-- start of Information supplied --
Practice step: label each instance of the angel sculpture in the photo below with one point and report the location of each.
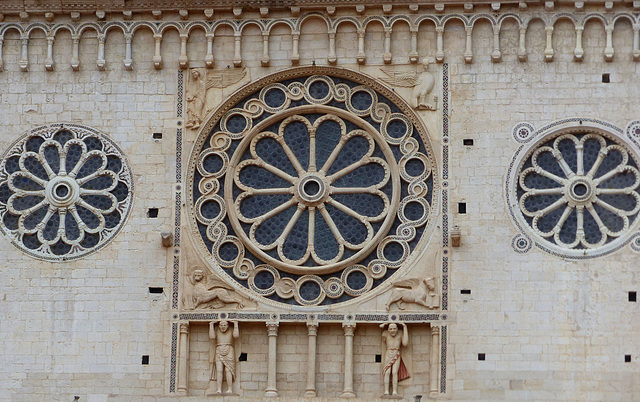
(415, 290)
(200, 83)
(422, 84)
(214, 293)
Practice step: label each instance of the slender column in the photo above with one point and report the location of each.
(332, 59)
(183, 354)
(349, 329)
(237, 56)
(208, 59)
(128, 60)
(157, 57)
(434, 357)
(439, 45)
(387, 45)
(24, 60)
(75, 58)
(48, 62)
(311, 360)
(636, 42)
(362, 57)
(578, 52)
(100, 62)
(413, 55)
(608, 50)
(548, 51)
(468, 51)
(272, 331)
(295, 54)
(183, 60)
(522, 47)
(265, 61)
(496, 55)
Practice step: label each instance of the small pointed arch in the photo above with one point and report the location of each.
(595, 16)
(478, 17)
(6, 28)
(281, 21)
(312, 15)
(346, 20)
(261, 26)
(80, 29)
(227, 23)
(113, 25)
(564, 16)
(197, 24)
(38, 26)
(142, 24)
(54, 31)
(396, 18)
(509, 16)
(162, 29)
(375, 18)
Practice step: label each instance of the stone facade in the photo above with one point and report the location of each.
(493, 210)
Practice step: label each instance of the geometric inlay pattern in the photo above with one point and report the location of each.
(65, 191)
(311, 190)
(578, 189)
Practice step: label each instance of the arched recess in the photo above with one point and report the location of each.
(314, 40)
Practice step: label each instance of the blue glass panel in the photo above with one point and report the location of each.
(295, 244)
(90, 240)
(325, 244)
(297, 138)
(26, 202)
(90, 166)
(88, 217)
(257, 205)
(71, 228)
(50, 230)
(309, 290)
(349, 227)
(120, 191)
(53, 158)
(99, 183)
(264, 280)
(272, 153)
(73, 156)
(31, 241)
(272, 228)
(98, 201)
(228, 251)
(356, 280)
(34, 166)
(257, 177)
(352, 151)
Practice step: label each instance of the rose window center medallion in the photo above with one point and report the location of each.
(311, 190)
(65, 190)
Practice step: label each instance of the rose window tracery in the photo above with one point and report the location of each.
(311, 190)
(65, 190)
(578, 190)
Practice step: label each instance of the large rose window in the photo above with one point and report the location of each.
(64, 191)
(578, 190)
(312, 190)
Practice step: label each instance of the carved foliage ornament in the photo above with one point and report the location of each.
(312, 189)
(65, 191)
(577, 189)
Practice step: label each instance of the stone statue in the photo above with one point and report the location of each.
(224, 358)
(200, 82)
(415, 290)
(422, 84)
(394, 367)
(211, 294)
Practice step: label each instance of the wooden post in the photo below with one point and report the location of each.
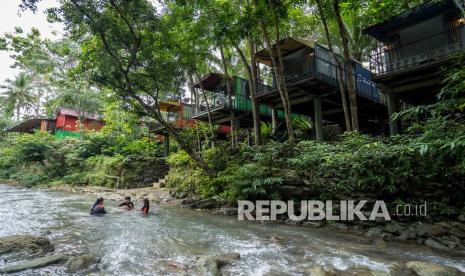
-- end of Information supplied --
Rewrite the whole listing above with "Practice step" changed to "Exercise" everywhere, leaving all other text the same. Leave out the pictures.

Task response:
Exercise: label each instance of the angel sculpture in the photo below with one point and report the location of each.
(415, 290)
(200, 83)
(422, 84)
(214, 293)
Exercise: label each instance of the slender column in the photo above with one point and report the location of each.
(332, 59)
(183, 354)
(349, 329)
(237, 56)
(208, 59)
(128, 60)
(157, 57)
(434, 357)
(439, 45)
(387, 45)
(24, 60)
(75, 58)
(48, 62)
(311, 360)
(636, 42)
(362, 57)
(578, 52)
(100, 62)
(413, 55)
(608, 50)
(548, 51)
(468, 51)
(272, 331)
(295, 54)
(183, 60)
(522, 47)
(265, 61)
(496, 55)
Exercise: label each instance of the small pointed arch in the photo above with one point and report the location of each.
(595, 16)
(478, 17)
(6, 28)
(281, 21)
(312, 15)
(346, 20)
(261, 26)
(80, 29)
(227, 23)
(113, 25)
(564, 16)
(197, 24)
(38, 26)
(142, 24)
(54, 31)
(396, 18)
(509, 16)
(162, 29)
(375, 18)
Exercise: label each instance of the stone facade in the photo above with one point and report the location of each.
(493, 210)
Exercise: label each instance of the geometric inlay pattern in the photo above with one point and report the location of each.
(65, 191)
(311, 190)
(578, 189)
Exercise: label each instance of the arched recess in the photo above with one point and report the location of each.
(314, 40)
Exercise: label each instance of the blue glass panel in the photo above with one point and report the location of each.
(295, 244)
(90, 240)
(325, 244)
(297, 138)
(26, 202)
(90, 166)
(88, 217)
(257, 205)
(71, 228)
(50, 230)
(309, 290)
(349, 227)
(120, 191)
(53, 158)
(99, 183)
(264, 280)
(272, 153)
(73, 156)
(31, 241)
(272, 228)
(98, 201)
(228, 251)
(356, 280)
(34, 166)
(257, 177)
(352, 151)
Exercise: label each instance of the rose window center medallion in the photo above with one point and report the location of each.
(311, 190)
(65, 190)
Exercise: label each instance of the rose window tracery in the photo above with one point and report the location of each.
(311, 190)
(65, 190)
(578, 190)
Exercise: label each instance of the large rose window in the photo above with one point and report the location of each.
(64, 191)
(578, 190)
(312, 190)
Exercise: label each instance of the carved foliage ornament in the photo above with one point and report the location of each.
(312, 189)
(65, 191)
(577, 189)
Exercise: label each instance of the stone statue in the photo above with one point and report the location of each.
(224, 358)
(200, 82)
(415, 290)
(422, 84)
(394, 367)
(211, 294)
Exercise: label each instance of the wooden post in the photo below with one point and report the location of each.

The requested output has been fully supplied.